### RECORDS TO USE
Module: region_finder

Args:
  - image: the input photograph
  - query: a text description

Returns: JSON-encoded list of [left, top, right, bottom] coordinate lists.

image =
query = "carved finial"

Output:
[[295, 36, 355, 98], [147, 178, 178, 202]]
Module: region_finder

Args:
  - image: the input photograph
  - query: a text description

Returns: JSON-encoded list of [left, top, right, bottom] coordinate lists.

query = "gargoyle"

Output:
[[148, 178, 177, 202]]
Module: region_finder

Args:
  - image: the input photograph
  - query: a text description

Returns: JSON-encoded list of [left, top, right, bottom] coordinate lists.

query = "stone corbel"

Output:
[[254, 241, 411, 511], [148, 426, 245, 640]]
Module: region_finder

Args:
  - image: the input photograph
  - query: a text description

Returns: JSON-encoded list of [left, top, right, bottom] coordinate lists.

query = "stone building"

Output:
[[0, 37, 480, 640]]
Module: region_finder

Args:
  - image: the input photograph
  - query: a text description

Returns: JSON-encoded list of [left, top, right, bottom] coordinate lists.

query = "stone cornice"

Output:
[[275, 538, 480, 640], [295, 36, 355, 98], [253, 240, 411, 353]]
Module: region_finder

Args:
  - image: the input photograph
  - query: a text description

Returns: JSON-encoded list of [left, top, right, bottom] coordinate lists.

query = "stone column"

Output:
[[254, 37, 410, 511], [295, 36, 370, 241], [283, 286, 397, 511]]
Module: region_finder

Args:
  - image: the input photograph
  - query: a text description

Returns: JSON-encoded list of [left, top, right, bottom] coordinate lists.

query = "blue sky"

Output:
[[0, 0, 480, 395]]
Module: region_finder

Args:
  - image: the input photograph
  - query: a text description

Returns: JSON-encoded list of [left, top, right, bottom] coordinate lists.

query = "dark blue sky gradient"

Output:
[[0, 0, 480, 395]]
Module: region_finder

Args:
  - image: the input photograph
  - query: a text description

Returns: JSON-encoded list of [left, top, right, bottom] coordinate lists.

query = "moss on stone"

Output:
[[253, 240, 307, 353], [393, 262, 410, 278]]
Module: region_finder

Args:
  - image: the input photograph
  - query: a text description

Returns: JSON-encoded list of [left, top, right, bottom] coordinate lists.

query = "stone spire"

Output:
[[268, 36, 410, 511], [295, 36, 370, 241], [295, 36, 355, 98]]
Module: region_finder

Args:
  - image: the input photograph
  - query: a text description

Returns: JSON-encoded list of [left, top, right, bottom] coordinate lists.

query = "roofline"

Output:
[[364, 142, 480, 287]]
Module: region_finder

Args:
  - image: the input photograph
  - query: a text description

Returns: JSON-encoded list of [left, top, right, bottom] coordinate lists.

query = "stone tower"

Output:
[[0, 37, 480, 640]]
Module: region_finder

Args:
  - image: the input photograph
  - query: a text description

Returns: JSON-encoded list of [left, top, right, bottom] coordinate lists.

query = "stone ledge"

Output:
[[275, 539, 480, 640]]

### SET TASK
Pick out and copy every line above that contains the word "blue".

### CORRECT RESPONSE
query = "blue sky"
query = "dark blue sky gradient"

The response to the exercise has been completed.